### INPUT ROWS
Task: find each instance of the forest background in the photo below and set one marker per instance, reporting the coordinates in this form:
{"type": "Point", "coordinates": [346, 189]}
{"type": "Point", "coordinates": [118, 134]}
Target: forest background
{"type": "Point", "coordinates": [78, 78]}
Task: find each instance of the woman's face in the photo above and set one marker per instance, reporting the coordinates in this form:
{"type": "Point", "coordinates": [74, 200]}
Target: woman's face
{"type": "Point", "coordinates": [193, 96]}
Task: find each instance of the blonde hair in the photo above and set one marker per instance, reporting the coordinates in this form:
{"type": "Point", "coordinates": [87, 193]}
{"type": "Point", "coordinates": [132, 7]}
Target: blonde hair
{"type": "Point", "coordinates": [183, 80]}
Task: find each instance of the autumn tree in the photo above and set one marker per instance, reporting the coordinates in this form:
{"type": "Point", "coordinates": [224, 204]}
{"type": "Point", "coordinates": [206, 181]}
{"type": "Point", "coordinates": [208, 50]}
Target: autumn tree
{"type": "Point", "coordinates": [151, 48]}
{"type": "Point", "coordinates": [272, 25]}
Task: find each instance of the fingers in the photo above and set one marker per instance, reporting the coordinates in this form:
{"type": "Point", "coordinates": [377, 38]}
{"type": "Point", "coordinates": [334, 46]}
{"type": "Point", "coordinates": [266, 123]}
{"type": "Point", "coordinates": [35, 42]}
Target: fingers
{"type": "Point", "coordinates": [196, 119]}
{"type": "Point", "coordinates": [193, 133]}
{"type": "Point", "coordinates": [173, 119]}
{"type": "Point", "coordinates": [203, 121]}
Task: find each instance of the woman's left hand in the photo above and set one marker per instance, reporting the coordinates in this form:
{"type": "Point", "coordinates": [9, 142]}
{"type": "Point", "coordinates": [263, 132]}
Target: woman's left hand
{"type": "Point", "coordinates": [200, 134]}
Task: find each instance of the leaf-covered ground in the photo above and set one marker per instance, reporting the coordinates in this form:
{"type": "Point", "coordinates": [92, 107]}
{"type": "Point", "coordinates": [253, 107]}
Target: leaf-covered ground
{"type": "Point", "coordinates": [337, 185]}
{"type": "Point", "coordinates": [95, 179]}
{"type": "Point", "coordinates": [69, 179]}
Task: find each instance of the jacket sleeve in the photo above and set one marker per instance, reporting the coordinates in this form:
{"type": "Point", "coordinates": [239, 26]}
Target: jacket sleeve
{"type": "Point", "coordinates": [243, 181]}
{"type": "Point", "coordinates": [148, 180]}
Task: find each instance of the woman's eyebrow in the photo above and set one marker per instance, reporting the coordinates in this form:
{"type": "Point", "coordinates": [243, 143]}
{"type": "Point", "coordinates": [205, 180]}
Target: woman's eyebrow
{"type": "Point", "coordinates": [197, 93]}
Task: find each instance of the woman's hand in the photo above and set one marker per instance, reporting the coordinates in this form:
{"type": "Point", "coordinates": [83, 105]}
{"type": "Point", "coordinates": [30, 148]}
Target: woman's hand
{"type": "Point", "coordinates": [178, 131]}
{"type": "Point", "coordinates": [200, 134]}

### WHAT IS ASKED
The data above must be returned in full, exactly as written.

### TASK SOLUTION
Task: find each instance of the forest background in the photo below and set one marker per instance, reporting the coordinates in this form:
{"type": "Point", "coordinates": [346, 189]}
{"type": "Point", "coordinates": [118, 134]}
Target: forest background
{"type": "Point", "coordinates": [78, 78]}
Task: find each instance of the woman's face in the photo above and set one marker per instance, reporting the coordinates in this form:
{"type": "Point", "coordinates": [74, 200]}
Target: woman's face
{"type": "Point", "coordinates": [193, 96]}
Task: find each instance of the blonde hair in the photo above and set one marker per instance, reporting the coordinates in this form:
{"type": "Point", "coordinates": [87, 193]}
{"type": "Point", "coordinates": [132, 7]}
Target: blonde hair
{"type": "Point", "coordinates": [183, 80]}
Task: find each instance of the autumn tree in the photo above and set one marker per instance, reporting the coordinates in this form:
{"type": "Point", "coordinates": [224, 204]}
{"type": "Point", "coordinates": [206, 181]}
{"type": "Point", "coordinates": [208, 50]}
Target: autumn tree
{"type": "Point", "coordinates": [151, 48]}
{"type": "Point", "coordinates": [272, 25]}
Task: find each instance of the fingers in the photo above and set one marker per instance, reporting the coordinates in this form:
{"type": "Point", "coordinates": [377, 38]}
{"type": "Point", "coordinates": [334, 46]}
{"type": "Point", "coordinates": [266, 123]}
{"type": "Point", "coordinates": [35, 42]}
Target: fingers
{"type": "Point", "coordinates": [196, 119]}
{"type": "Point", "coordinates": [193, 133]}
{"type": "Point", "coordinates": [173, 119]}
{"type": "Point", "coordinates": [203, 121]}
Task: find each instance of the woman's left hand in the photo above and set one marker per instance, reporting the coordinates in this form:
{"type": "Point", "coordinates": [9, 142]}
{"type": "Point", "coordinates": [263, 132]}
Target: woman's left hand
{"type": "Point", "coordinates": [200, 134]}
Task: find each instance of the leaf-covered ground in the photo above and set one marker per instance, reporting the coordinates in this form:
{"type": "Point", "coordinates": [92, 107]}
{"type": "Point", "coordinates": [253, 107]}
Target: leaf-covered ground
{"type": "Point", "coordinates": [337, 185]}
{"type": "Point", "coordinates": [95, 179]}
{"type": "Point", "coordinates": [69, 179]}
Task: find each instance of the jacket sleeve in the photo above and set one marker per instance, reporting the coordinates in this form:
{"type": "Point", "coordinates": [239, 26]}
Target: jacket sleeve
{"type": "Point", "coordinates": [243, 181]}
{"type": "Point", "coordinates": [148, 180]}
Task: find each instance of the woman's eyebrow in the photo above and set one marker per instance, reporting the coordinates in this form:
{"type": "Point", "coordinates": [243, 143]}
{"type": "Point", "coordinates": [205, 180]}
Target: woman's eyebrow
{"type": "Point", "coordinates": [197, 93]}
Task: find each instance of the woman's hand in the photo above and set one marker per instance, reporting the coordinates in this form:
{"type": "Point", "coordinates": [83, 105]}
{"type": "Point", "coordinates": [30, 148]}
Target: woman's hand
{"type": "Point", "coordinates": [178, 131]}
{"type": "Point", "coordinates": [200, 134]}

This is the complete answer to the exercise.